» **Requests**:
A. The text on omnibus bills gives a meaning for the Latin word "omnibus". List every preposition in that meaning.
B. Answer these from the text on omnibus bills:
(i) From which language is the word "omnibus" derived?
(ii) In how many votes does a legislature accept an omnibus bill?
(iii) When in a legislative session are consolidated bills typically voted on?
C. Return the passage of the text on omnibus bills that starts at "Many legislatures may" and ends at "a legislative session.", copied without changes.

» **Text to read**:
--- BEGIN ---

= Omnibus bill =

Proposed law that covers a number of diverse or unrelated topics

An omnibus bill is a proposed law that covers a number of diverse or unrelated topics. Omnibus is derived from Latin and means "to, for, by, with or from everything". An omnibus bill is a single document that is accepted in a single vote by a legislature but packages together several measures into one or combines diverse subjects.

Many legislatures may have a tradition of extensive deliberation and debate prior to the adoption of laws, which can postpone passage of necessary legislation. Thus, in order to pass all desired laws within a reasonable timeframe, they are consolidated into a single bill and voted on quickly, typically near the end of a legislative session.

Because of their large size and scope, omnibus bills limit opportunities for debate and scrutiny on the actual final bill. Historically, omnibus bills have sometimes been used to pass controversial amendments. For this reason, some consider omnibus bills to be anti-democratic.

--- END ---

Pointing and labeling entries:
--- BEGIN ---

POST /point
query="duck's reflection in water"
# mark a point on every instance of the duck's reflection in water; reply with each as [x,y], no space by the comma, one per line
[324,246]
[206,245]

--- END ---

» **Solution list**:
A. to, for, by, with, from

B.
(i) Latin
(ii) A single vote
(iii) Near the end of a legislative session

C.
Many legislatures may have a tradition of extensive deliberation and debate prior to the adoption of laws, which can postpone passage of necessary legislation. Thus, in order to pass all desired laws within a reasonable timeframe, they are consolidated into a single bill and voted on quickly, typically near the end of a legislative session.